**Exercise prompt:** Update the data below by replacing every "biggest circle" with "largest circle" and keeping everything else unchanged.

**Material for this exercise:**
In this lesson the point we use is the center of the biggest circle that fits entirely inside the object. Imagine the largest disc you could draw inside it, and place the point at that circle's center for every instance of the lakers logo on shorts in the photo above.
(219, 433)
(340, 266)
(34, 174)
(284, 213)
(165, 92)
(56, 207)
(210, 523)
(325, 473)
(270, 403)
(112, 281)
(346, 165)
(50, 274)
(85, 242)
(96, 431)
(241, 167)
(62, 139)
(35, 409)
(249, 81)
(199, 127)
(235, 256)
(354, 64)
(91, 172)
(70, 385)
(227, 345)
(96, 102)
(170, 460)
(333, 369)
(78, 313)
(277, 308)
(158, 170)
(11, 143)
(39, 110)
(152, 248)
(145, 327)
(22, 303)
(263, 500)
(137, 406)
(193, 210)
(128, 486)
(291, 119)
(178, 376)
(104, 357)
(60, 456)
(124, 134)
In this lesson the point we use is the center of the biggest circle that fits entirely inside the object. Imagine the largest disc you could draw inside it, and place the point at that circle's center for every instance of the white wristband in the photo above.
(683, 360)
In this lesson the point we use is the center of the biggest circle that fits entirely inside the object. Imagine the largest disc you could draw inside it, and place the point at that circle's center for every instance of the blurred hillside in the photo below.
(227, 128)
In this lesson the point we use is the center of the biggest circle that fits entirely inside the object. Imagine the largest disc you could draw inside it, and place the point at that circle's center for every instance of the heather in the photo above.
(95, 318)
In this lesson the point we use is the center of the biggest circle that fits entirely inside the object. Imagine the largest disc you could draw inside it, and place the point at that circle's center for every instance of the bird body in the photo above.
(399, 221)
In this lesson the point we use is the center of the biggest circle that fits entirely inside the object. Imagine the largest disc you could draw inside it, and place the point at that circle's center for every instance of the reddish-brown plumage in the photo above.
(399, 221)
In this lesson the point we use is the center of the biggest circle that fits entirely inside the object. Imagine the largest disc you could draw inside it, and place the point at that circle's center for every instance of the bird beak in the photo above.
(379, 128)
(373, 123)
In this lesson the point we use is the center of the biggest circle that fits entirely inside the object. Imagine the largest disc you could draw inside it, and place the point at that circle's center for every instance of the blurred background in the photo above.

**Response to the task:**
In this lesson the point we use is the center of the largest circle that fits entirely inside the object. Imagine the largest disc you could draw inside it, and place the point at that circle's center for every instance of the lakers logo on shorts in the photo above.
(219, 433)
(340, 266)
(34, 174)
(284, 213)
(165, 92)
(56, 207)
(210, 523)
(325, 473)
(270, 403)
(112, 281)
(346, 165)
(50, 274)
(85, 242)
(96, 431)
(241, 167)
(62, 139)
(35, 409)
(249, 81)
(199, 127)
(235, 256)
(354, 64)
(91, 172)
(70, 385)
(227, 345)
(96, 102)
(170, 460)
(333, 369)
(78, 313)
(277, 308)
(158, 170)
(11, 143)
(39, 110)
(152, 248)
(145, 327)
(22, 303)
(263, 500)
(137, 406)
(193, 210)
(128, 486)
(291, 119)
(178, 376)
(104, 357)
(60, 456)
(124, 134)
In this lesson the point we use is the center of the largest circle that fits entirely inside the object. Imagine the largest disc you could draw inside it, and place the point at that circle's center for every instance of the white wristband in the photo above.
(683, 360)
In this lesson the point we use is the center of the largest circle that fits entirely inside the object. Imagine the largest disc you could draw inside it, and place the point at that circle's center for every instance of the blurred hillside in the photo below.
(227, 128)
In this lesson the point we use is the center of the largest circle that fits entirely inside the object. Imagine the largest disc you could draw inside it, and place the point at that circle's center for every instance of the heather in the photo above.
(95, 318)
In this lesson the point we use is the center of the largest circle that fits entirely inside the object. Imagine the largest disc you could draw inside it, and place the point at that circle's center for every instance of the bird body in the photo above.
(399, 221)
In this lesson the point we use is the center of the largest circle that fits entirely inside the object. Imagine the largest disc you could draw inside it, and place the point at that circle's center for every instance of the reddish-brown plumage in the photo above.
(399, 221)
In this lesson the point we use is the center of the largest circle that fits entirely inside the object. Imagine the largest disc you could draw inside it, and place the point at that circle's center for every instance of the bird beak in the photo above.
(379, 128)
(373, 123)
In this lesson the point we use is the center of the largest circle that fits entirely inside the object. Imagine the largest disc you could draw inside it, and place the point at that circle's center for every instance of the blurred background in the photo above.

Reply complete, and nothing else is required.